Given exercise A:
Count the lines in the listing below that contain the string "white", and reply with that number alone.

Text excerpt:

-- START --

Quote from: PRR on January 03, 2010, 07:42:13 PM
Various pickups, players, styles, etc, peak 200mV to over 1V. Most of the classic inputs will overload at 1V-2V, and this has been acceptable.

You want enough gain to bring 20mV up to maximum clean power. This allows soft fingering to come out loud, and allows overdrive when desired.

Some mega-fuzz amps have input sensitivity below 1mV.

Thanks!

PRR

I didn't really click that this was about an ADC conversion.

I'm very behind-the-times, someone with recent knowlege should jump on my mistakes.

A classic DAC takes a 0V-5V input (though there are many variations).

Since guitar pickup level apparently never exceeds 1.5V peak (or it is acceptable to clip at 1.5V), 3V peak-peak, it would seem you just AC-couple and bias-up to 2.5VDC and the resulting 1V-4V swing fits nice in the 0V-5V range. Setting the reference a bit lower like 0V-3V seems to buy several dB better resolution. But resolution is a tricky thing. And also a ADC will clip more abruptly than a vacuum-tube input. I'd lean to the higher reference, just to be sure.

How deep? Well, guitar pickups evolved around 12AX7 tubes. At Fender-like bias the max input is about 1.5V on positive peaks, call it 1V RMS. The noise level is potentially as low as 2 microvolts RMS. Taking some computational liberties, this is a 114dB dynamic range, we get 6dB per bit, we need at least 19 bits conversion accuracy.

-- END --

Rows from a dataset
-- START --

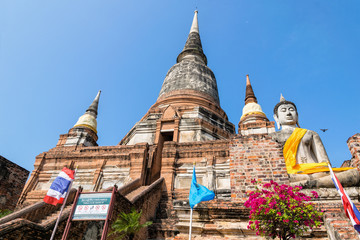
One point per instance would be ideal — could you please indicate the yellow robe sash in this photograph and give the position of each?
(290, 151)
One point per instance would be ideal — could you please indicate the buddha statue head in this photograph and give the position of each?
(285, 113)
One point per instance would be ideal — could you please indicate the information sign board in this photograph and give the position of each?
(92, 206)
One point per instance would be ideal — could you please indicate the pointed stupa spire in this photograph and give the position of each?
(195, 24)
(249, 94)
(193, 47)
(88, 120)
(282, 99)
(251, 108)
(94, 105)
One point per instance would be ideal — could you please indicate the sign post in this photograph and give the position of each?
(92, 206)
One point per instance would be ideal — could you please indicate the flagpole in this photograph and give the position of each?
(190, 224)
(62, 207)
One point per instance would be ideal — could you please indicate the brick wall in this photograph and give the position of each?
(12, 181)
(255, 157)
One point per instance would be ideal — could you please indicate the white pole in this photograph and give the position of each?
(62, 208)
(190, 223)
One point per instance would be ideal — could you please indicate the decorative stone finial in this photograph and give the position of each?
(282, 99)
(193, 47)
(195, 25)
(88, 120)
(249, 94)
(251, 106)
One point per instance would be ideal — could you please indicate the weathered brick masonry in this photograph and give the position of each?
(12, 181)
(254, 157)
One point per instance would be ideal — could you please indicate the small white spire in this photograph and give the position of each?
(282, 99)
(195, 25)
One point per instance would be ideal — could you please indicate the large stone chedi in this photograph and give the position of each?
(188, 107)
(305, 156)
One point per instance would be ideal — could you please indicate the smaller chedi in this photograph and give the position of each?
(304, 153)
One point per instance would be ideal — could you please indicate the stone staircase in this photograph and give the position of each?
(49, 219)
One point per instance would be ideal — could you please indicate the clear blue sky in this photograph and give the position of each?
(56, 55)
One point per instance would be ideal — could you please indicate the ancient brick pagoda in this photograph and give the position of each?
(152, 164)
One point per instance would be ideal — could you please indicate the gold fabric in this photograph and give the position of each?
(290, 151)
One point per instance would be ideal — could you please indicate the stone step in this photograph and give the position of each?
(54, 215)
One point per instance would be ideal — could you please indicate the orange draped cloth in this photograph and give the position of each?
(290, 151)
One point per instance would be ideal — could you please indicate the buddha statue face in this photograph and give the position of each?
(286, 114)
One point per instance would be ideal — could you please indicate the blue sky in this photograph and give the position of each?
(56, 55)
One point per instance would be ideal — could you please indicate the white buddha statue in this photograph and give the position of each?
(304, 153)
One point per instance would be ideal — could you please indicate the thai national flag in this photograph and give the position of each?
(350, 209)
(59, 187)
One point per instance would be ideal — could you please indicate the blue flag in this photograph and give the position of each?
(199, 193)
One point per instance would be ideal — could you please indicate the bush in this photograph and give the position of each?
(128, 224)
(281, 211)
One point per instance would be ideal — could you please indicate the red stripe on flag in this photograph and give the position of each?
(69, 172)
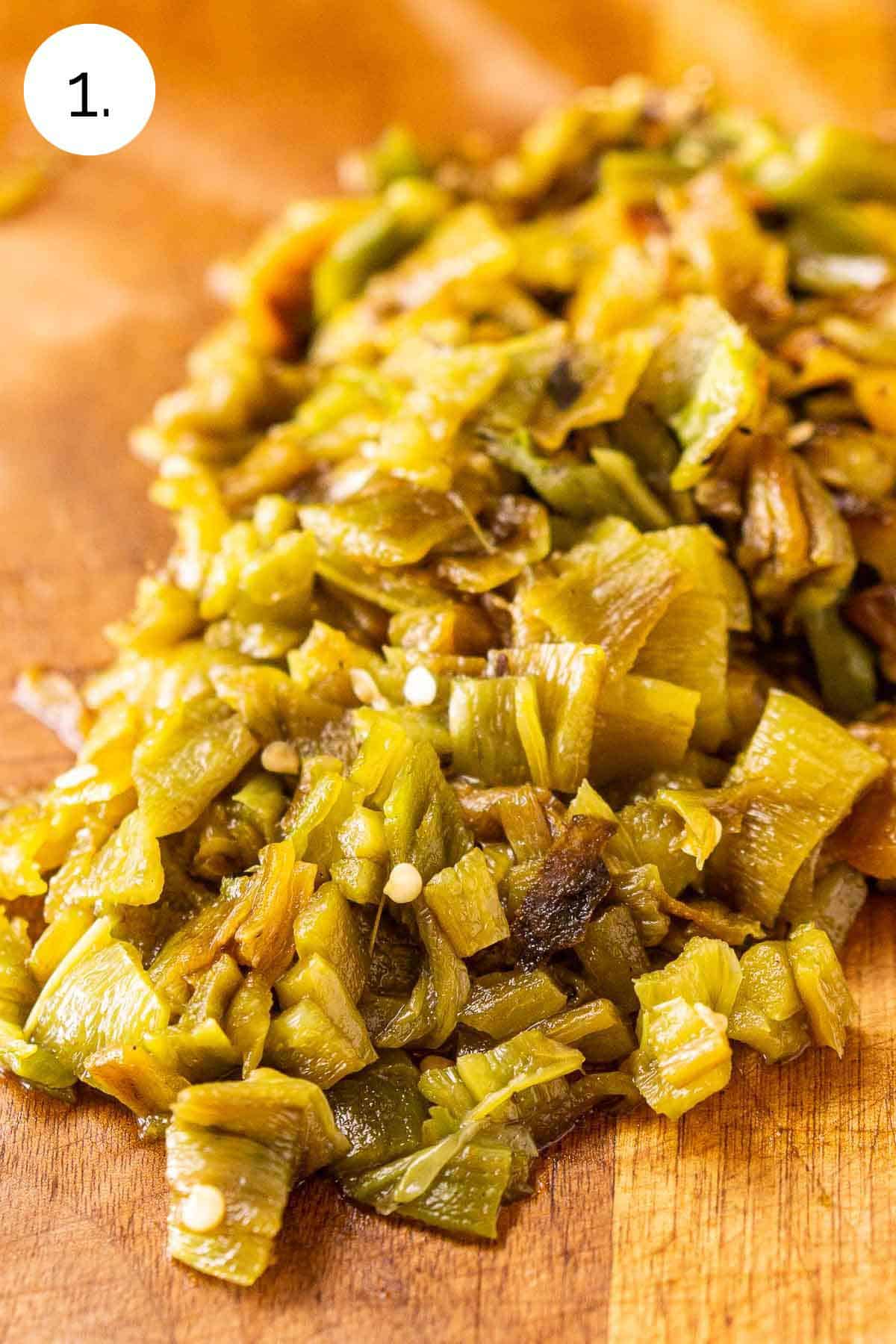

-- END --

Given exercise B:
Please carry on the forum post about guitar pickup levels and ADC conversion, picking up after its final sentence.

Task answer A:
3

Task answer B:
We can buy 16-bit and "24-bit" converters.

Using 16-bit conversion, it appears we may lose something. In fact we won't require 20mV and 1V sensitivity in a single passage. A 2uV to 20mV range is only 80dB or 14 bits, so a 16-bit converter serves well up to ~~100mV, and an attenuator can turn-down stronger inputs.

Using a "24-bit" converter, really giving 20 useable bits (tho I have seen "24 bit" hardware which simply filled the bottom 8 bits with zeros), we can scale so that we don't need a control before the ADC. However soft strumming may come out blank in the top 4 or 5 bits, look weak in the digital representation. Natch we can run a multiply over the samples and get them to "normal" level.

Reminder that even if 0V-5V DAC is the right "size" for strong guitar, you usually won't run guitar pickup right to a DAC pin. The DAC input is a switch and some capacitance, twitching at the sample rate. It needs a "solid" signal source, typically a strong fast opamp. It should have a low-pass (though we aint likely to have much to alias against). And guitars are traditionally loaded with a very high impedance, higher than may be optimum for some fast opamps. Of course there may now be ADCs with suitable buffers built in.

Just looking what a "audio processor" is today, I see the TAS3204. It has a 76-bit core with a bloomin 8051 supervisor. (I remember when 8051 was as big as your thumb and cost $19.) Input buffers and lo-pass are built in! But the impedance is 20K, so you want some hi-Z buffer before it. It claims 100dB dynamic range below 2V RMS, so it must be more than 16-bit conversion, and the input "noise" is near 20uV. For "perfect" result, I would want a gain, maybe variable, in front. Maybe X2 and X10, though some compromise might cover all practical situations.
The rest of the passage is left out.